TASK INPUT:
________
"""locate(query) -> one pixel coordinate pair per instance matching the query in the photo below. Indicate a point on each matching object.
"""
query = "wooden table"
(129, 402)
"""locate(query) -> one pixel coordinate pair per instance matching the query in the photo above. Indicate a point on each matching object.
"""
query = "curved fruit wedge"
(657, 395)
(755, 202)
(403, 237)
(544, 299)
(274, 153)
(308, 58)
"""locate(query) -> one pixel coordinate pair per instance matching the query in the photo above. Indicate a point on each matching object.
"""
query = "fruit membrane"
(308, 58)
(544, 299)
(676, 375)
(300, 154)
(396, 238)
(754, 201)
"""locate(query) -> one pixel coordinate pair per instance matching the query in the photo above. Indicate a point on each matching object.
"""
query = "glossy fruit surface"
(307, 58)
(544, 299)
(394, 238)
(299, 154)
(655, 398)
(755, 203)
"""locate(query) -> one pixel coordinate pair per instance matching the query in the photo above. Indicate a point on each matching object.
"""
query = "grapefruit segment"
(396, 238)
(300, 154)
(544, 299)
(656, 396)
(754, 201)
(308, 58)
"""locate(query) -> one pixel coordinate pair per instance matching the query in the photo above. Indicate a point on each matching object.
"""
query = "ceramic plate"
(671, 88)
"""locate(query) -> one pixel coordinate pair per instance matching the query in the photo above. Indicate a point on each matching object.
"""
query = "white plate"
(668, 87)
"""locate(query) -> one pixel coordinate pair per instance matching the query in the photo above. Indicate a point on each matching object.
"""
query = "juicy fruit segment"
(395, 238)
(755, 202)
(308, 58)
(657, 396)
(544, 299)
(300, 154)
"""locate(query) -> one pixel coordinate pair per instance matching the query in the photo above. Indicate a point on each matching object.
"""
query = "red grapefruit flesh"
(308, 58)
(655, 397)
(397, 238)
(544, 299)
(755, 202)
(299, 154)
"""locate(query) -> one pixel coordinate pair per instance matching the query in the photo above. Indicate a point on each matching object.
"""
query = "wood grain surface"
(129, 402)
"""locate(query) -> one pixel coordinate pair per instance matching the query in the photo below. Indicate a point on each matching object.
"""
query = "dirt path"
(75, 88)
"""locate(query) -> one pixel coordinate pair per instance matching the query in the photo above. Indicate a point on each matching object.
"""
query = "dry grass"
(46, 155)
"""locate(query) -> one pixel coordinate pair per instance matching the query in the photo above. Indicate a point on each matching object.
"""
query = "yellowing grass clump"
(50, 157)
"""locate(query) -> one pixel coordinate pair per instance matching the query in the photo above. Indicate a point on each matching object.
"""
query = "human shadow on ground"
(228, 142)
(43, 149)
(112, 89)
________
WORK TO COMPLETE: Please quote the data above in full, with no line missing.

ANSWER TO THE TASK:
"""locate(query) -> one pixel coordinate pair per instance matching the query in the photo below. Indicate a point on each matching object.
"""
query = "wooden table"
(129, 402)
"""locate(query) -> one pixel coordinate pair per instance matching the query in the photo above. Indicate a point on each matching object.
"""
query = "curved fruit wedge"
(657, 395)
(755, 202)
(403, 237)
(544, 299)
(274, 153)
(308, 58)
"""locate(query) -> one pixel coordinate pair per instance matching the query in the photo above. Indicate a point on each matching object.
"""
query = "fruit membrane"
(308, 58)
(544, 299)
(676, 375)
(300, 154)
(396, 238)
(754, 201)
"""locate(query) -> one pixel coordinate pair per instance matching the query in the photo above. Indicate a point on each matching object.
"""
query = "glossy fruit surface"
(307, 58)
(544, 299)
(394, 238)
(299, 154)
(655, 398)
(755, 203)
"""locate(query) -> one pixel coordinate pair per instance matching the query in the photo above. Indicate a point on each matching object.
"""
query = "grapefruit segment"
(396, 238)
(300, 154)
(544, 299)
(656, 396)
(754, 201)
(308, 58)
"""locate(query) -> one pixel coordinate pair per instance matching the query in the photo above. Indicate a point on each matching object.
"""
query = "ceramic plate"
(671, 88)
"""locate(query) -> one pixel coordinate pair per instance matching the query in the photo above. Indicate a point on each matching object.
"""
query = "white plate"
(668, 87)
"""locate(query) -> one pixel coordinate pair per instance matching the query in the photo above. Indicate a point on each matching object.
"""
query = "juicy fruit segment"
(395, 238)
(755, 202)
(308, 58)
(657, 396)
(544, 299)
(300, 154)
"""locate(query) -> one pixel coordinate pair per instance matching the query in the photo above. Indicate a point on each matching object.
"""
query = "red grapefruit flesh"
(308, 58)
(655, 397)
(397, 238)
(544, 299)
(755, 202)
(299, 154)
"""locate(query) -> one pixel coordinate pair per instance matching the query in the photo above. Indicate a point on each matching object.
"""
query = "wood grain surface"
(129, 402)
"""locate(query) -> one pixel coordinate pair per instance matching the query in the photo below. Indicate a point on each matching object.
"""
query = "dirt path"
(75, 88)
"""locate(query) -> one pixel coordinate pair per instance matching the query in the photo above. Indicate a point on each matching object.
"""
query = "dry grass"
(46, 155)
"""locate(query) -> one pixel coordinate pair per instance matching the query in the photo above. Indicate a point on each matching object.
"""
query = "yellowing grass clump"
(50, 157)
"""locate(query) -> one pixel coordinate pair per instance matching the query in the photo above. Indicate a point on each matching object.
"""
query = "human shadow on ground"
(228, 142)
(43, 149)
(112, 89)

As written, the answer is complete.